Referring expression pointing data
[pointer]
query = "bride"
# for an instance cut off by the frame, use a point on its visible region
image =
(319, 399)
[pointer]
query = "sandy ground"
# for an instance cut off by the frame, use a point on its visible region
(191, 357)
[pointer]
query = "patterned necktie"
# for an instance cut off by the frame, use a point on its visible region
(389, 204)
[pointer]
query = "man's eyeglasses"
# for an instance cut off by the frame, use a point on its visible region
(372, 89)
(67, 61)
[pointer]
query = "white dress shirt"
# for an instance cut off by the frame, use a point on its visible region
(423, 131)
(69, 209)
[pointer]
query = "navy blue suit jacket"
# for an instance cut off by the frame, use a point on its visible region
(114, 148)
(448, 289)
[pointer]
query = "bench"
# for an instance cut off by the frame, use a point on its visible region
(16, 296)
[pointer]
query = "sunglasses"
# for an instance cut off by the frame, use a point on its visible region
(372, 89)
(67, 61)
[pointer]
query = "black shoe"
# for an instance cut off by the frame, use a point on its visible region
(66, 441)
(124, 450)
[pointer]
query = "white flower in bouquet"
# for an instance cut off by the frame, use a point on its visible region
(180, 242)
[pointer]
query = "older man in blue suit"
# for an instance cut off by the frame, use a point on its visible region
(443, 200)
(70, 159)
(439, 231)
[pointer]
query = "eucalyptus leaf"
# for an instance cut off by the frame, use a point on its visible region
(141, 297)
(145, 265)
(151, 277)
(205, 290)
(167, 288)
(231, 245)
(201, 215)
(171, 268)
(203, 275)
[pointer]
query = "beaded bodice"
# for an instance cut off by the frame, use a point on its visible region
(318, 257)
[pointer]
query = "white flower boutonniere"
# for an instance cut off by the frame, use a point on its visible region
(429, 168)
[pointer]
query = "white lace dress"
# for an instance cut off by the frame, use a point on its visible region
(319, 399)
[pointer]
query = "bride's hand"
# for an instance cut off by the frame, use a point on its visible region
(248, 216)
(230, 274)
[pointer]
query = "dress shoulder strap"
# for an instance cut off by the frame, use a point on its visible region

Your task
The lines you need are those with the word "dress"; list them from the entries.

Result of this exercise
query = "white dress shirt"
query = "white lace dress"
query = "dress shoulder strap"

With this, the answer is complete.